-- Source information follows --
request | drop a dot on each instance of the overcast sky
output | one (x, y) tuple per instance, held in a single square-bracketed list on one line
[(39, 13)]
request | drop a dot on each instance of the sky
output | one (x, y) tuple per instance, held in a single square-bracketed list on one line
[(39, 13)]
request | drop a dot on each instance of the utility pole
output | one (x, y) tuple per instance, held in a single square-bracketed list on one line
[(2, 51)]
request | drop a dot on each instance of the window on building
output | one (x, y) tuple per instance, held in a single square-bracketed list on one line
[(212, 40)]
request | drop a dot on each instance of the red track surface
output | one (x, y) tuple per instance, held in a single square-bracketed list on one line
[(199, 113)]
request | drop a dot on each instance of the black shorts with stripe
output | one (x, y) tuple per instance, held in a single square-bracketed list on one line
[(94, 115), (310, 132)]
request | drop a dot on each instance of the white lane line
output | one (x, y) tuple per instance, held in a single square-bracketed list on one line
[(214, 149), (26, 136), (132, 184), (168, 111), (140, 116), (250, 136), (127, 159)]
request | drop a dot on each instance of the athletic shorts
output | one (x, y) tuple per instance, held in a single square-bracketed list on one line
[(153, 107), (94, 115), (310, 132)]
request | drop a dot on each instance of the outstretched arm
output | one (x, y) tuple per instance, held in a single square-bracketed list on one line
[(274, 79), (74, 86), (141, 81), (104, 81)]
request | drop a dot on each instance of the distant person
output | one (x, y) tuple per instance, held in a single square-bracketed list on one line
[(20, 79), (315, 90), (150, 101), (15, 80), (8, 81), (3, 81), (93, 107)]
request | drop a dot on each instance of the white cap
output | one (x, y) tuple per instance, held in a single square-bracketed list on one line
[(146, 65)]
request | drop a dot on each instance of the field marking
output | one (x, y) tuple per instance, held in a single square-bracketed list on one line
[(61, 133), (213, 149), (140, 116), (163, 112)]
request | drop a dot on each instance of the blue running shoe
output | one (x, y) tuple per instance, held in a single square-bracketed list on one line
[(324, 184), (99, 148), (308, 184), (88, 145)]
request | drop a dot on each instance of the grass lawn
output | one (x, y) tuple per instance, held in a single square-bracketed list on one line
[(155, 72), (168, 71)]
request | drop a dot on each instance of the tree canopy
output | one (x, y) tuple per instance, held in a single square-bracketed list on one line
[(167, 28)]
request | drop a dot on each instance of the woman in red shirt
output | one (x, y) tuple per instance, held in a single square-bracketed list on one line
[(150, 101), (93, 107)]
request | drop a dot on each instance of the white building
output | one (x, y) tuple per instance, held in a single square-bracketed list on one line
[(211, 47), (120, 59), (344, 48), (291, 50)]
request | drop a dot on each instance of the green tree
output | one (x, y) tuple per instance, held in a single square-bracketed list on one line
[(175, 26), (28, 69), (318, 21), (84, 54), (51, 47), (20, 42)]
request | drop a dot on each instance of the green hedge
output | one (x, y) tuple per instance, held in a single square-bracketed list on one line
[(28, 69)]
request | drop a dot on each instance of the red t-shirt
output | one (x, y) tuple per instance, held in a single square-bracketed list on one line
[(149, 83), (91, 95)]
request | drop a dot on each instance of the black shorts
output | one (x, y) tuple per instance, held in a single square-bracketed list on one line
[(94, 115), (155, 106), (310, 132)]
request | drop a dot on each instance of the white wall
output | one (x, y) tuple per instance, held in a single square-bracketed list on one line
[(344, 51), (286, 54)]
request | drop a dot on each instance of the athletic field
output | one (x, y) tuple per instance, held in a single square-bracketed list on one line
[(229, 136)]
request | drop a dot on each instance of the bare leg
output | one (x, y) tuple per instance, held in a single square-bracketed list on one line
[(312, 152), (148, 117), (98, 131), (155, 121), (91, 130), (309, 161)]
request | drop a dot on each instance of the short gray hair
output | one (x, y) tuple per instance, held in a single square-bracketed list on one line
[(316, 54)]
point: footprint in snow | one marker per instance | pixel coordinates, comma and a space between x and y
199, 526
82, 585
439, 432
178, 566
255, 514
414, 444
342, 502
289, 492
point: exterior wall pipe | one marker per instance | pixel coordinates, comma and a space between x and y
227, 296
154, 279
-- Source information concluded --
Where a line above contains the word "shorts", show that line.

The completed task:
request | drop a dot on each instance of the black shorts with stripe
request | drop a dot on each instance of the athletic shorts
request | drop a dot on each instance of the black shorts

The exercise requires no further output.